The exercise =
Copy the lines of the data below word for word, beginning with the line that contains "One point per instance of the green" and continuing through the end of the data, both ends included.

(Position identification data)
+--
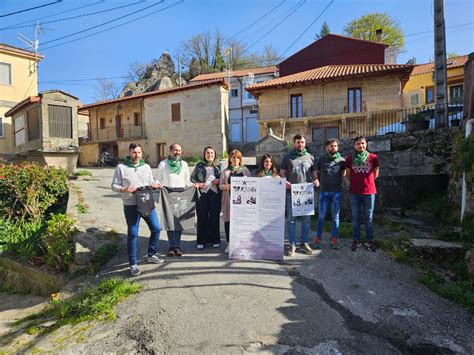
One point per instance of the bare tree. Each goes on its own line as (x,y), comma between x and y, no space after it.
(107,90)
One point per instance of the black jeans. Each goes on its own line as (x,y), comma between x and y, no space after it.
(208,209)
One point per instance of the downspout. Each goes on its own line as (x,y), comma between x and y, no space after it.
(469,125)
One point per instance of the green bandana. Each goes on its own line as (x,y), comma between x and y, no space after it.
(175,165)
(297,154)
(236,171)
(128,162)
(358,159)
(334,157)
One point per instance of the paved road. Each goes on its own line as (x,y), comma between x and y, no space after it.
(333,302)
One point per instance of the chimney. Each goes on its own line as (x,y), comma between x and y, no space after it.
(378,35)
+--
Full response =
One point per instance of the green bandana. Each goes on its own line as (x,y), comma between x and y, no space after it.
(175,165)
(297,154)
(236,171)
(128,162)
(358,159)
(334,157)
One point per instance of the paved road. Each goes on its own line as (x,y), comma between x and y, no space after it.
(333,302)
One point per instance of the chimney. Each goes on its own line as (x,y), comma between x and y, no space after it.
(378,35)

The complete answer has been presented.